Source records:
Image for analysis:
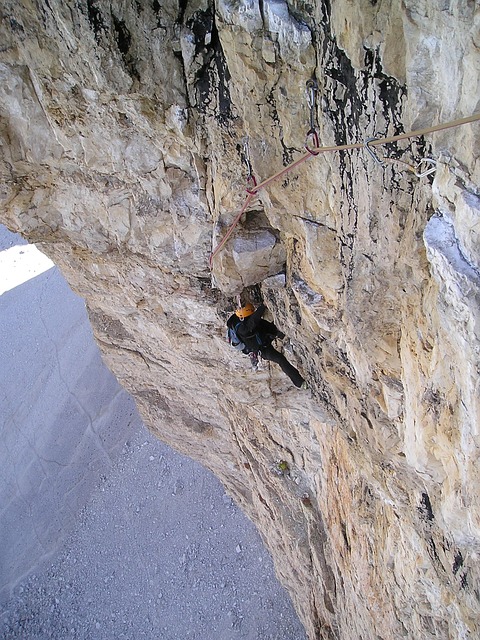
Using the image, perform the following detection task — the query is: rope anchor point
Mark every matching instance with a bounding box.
[305,79,319,155]
[209,113,479,269]
[364,137,385,167]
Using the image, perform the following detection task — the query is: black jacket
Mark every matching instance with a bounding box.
[235,305,278,353]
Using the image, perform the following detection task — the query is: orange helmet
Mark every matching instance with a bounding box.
[236,303,254,319]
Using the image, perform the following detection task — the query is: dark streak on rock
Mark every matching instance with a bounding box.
[453,551,464,575]
[112,14,140,81]
[9,16,25,35]
[361,411,375,430]
[419,492,434,522]
[265,89,296,164]
[258,492,276,521]
[427,536,443,568]
[187,6,233,125]
[317,6,408,287]
[341,521,351,552]
[86,0,106,40]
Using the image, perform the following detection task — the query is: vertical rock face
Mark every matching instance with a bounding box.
[0,1,479,638]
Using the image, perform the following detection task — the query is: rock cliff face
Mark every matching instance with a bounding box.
[1,1,479,638]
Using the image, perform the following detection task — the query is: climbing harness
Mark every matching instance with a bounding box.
[209,112,480,268]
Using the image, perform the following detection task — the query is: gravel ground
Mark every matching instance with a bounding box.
[1,426,306,640]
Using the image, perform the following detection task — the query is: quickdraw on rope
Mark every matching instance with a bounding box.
[244,139,259,194]
[364,137,437,177]
[305,79,320,156]
[209,112,480,269]
[242,137,255,185]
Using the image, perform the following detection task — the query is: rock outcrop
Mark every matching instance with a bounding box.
[1,1,479,638]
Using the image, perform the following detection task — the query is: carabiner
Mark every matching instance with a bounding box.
[246,173,258,195]
[414,157,437,178]
[305,130,319,156]
[363,137,385,167]
[242,137,253,176]
[306,79,318,108]
[306,79,318,133]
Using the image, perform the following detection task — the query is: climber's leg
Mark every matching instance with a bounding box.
[260,345,304,388]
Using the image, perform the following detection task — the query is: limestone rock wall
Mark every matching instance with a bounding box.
[1,1,479,638]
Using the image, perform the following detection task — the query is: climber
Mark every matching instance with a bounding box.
[227,303,307,389]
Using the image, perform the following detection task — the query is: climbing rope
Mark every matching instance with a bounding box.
[208,191,257,269]
[209,112,480,268]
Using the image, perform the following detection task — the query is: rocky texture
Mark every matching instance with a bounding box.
[0,1,479,638]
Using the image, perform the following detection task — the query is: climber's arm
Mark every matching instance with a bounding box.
[243,304,265,333]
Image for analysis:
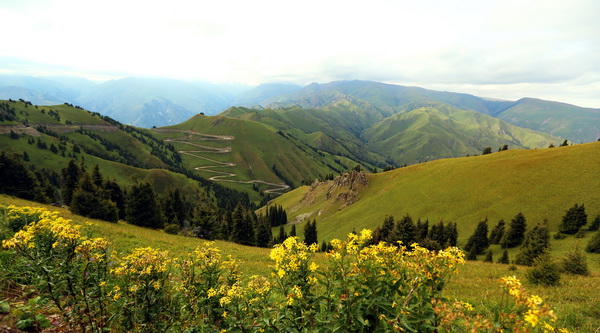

Task details >>
All lines of the records containing "rope" should be shown.

Result of the exercise >>
Using the image, perform the following detection task — the query is: rope anchor point
Using the image, perform the following detection task — the query is: quickdraw on rope
Using the image, perform the following detection task — the query is: climbing rope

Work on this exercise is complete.